What you need to do:
Restate the last part of the records below word for word, beginning at the line with "Look at the photo above. Which pixel sits on the blue" and ending at the final line.

── Data for processing

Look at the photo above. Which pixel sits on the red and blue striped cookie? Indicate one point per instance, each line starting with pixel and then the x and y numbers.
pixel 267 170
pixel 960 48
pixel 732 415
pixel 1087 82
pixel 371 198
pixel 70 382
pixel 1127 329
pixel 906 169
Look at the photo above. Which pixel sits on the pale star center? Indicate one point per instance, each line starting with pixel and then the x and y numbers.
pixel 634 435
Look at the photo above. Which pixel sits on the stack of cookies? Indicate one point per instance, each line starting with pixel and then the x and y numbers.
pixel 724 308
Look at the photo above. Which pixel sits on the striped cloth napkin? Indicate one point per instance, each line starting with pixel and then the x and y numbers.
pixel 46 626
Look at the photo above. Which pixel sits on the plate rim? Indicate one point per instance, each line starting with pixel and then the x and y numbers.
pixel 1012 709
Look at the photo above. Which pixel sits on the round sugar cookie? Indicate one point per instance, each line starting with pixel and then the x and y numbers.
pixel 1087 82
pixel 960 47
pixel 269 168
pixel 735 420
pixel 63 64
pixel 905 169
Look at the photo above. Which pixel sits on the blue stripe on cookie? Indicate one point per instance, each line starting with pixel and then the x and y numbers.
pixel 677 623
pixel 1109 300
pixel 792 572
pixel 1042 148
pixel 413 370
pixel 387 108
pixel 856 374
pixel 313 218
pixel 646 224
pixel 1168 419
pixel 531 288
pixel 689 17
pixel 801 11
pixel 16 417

────

Result of this task:
Look at the photo above. Which pixel sits on the blue stripe on cookie? Indicate one point per instance, each line starting with pixel and then the x and y numbers.
pixel 677 623
pixel 1109 300
pixel 792 572
pixel 1042 148
pixel 413 370
pixel 387 108
pixel 856 374
pixel 313 218
pixel 646 224
pixel 1168 419
pixel 531 288
pixel 689 17
pixel 801 11
pixel 16 417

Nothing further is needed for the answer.